JOBS ::
[a] According to the passage on the Western Roman Empire, to which city was the western capital moved in 402?
[b] Decide whether each statement agrees with the passage on the Western Roman Empire: (i) Diocletian divided the Roman Empire in 286 AD; (ii) Egypt was part of the Western Empire; (iii) Rome stayed the capital after the division.

SELECTED EXCERPT ::
╔══

Western Roman Empire
Tremissis depicting Julius Nepos (r. 474–480),
the de jure last emperor of the Western Court
|Status||Western division of the Roman Empire|
|Common languages||Latin (official)|
Regional / local languages
|Religion||Polytheistic Roman Religion until 4th century|
Nicene Christianity (state church) after 380
|Historical era||Late antiquity|
• Death of Emperor Theodosius I
|17 January 395|
• Deposition of Emperor Romulus Augustulus
|4 September 476|
• Murder of Emperor Julius Nepos
|25 April 480|
|395||2,000,000 km2 (770,000 sq mi)|
The Western Roman Empire was the western half of the Roman Empire, which was divided by Diocletian in 286 AD. The other half of the Roman Empire became known as the Eastern Roman Empire and later became known as the Byzantine Empire.
The Roman Empire had been in difficulties since 190 AD. when large Gothic tribes began moving into areas under Roman control. The empire had weak leadership, which caused instability. Various power groups in the Roman armies kept trying to install their own emperors and killed emperors who belonged to other groups. That helped the invasions by the Germanic tribes.
Ending Rome's Crisis of the Third Century Diocletian tried to bring back stable government by dividing the empire into sections. The Western Empire included Iberia, France, southern Britain, Italy, North Africa and parts of Germany. The Eastern Empire included the Balkans, Turkey, the Levant and Egypt.
Rome ceased to be the capital from the time of the division. In 286, the capital of the Western Roman Empire became Mediolanum (modern Milan). In 402, the capital was again moved, this time to Ravenna.

╚══

SUPPLIED ENTRIES ::

╔══

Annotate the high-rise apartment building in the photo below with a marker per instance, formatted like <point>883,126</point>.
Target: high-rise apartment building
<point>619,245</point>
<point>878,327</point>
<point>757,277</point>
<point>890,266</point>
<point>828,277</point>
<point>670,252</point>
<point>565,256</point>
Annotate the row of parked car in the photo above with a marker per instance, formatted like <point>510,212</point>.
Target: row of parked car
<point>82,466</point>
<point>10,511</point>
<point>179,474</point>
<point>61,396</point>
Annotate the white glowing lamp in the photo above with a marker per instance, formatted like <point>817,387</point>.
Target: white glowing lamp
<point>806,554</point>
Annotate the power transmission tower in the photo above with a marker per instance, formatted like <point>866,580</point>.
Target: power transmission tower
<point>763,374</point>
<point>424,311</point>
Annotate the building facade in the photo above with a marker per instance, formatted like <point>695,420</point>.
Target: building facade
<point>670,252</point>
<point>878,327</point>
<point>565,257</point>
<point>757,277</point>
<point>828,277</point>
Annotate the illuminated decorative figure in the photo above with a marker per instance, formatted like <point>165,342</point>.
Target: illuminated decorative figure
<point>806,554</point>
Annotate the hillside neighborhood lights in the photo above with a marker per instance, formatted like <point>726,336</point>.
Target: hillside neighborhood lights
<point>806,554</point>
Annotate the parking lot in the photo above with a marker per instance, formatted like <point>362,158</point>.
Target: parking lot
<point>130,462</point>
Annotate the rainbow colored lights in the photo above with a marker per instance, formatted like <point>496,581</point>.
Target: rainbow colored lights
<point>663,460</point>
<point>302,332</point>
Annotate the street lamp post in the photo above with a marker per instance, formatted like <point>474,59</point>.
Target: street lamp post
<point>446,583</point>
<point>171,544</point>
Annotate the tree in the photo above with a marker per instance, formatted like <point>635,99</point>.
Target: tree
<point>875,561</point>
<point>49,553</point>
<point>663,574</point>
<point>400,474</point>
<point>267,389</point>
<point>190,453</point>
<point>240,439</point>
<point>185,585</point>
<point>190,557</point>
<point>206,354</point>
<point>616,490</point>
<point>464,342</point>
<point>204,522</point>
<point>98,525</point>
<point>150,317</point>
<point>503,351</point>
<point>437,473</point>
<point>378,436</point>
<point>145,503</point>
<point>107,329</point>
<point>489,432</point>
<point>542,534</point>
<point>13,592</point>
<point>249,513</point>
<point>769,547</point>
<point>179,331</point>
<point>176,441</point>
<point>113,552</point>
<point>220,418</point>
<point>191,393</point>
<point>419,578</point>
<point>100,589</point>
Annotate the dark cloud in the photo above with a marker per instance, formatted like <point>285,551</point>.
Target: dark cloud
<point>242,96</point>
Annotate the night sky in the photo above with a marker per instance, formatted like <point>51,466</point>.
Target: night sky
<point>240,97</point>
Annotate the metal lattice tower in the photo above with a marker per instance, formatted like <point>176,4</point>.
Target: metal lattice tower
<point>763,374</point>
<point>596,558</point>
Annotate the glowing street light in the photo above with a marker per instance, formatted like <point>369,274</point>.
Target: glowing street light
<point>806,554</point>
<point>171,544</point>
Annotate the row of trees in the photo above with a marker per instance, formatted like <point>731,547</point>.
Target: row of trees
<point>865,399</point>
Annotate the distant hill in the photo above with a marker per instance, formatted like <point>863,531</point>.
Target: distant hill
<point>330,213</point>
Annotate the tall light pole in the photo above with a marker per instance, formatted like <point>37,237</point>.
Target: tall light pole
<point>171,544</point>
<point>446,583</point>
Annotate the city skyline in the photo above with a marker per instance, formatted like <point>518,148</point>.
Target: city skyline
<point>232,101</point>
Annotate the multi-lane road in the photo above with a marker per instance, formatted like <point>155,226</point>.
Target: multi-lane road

╚══

SOLUTIONS PER TASK ::
[a] Ravenna

[b]
(i) Yes: "which was divided by Diocletian in 286 AD"
(ii) No: "The Eastern Empire included the Balkans, Turkey, the Levant and Egypt."
(iii) No: "Rome ceased to be the capital from the time of the division."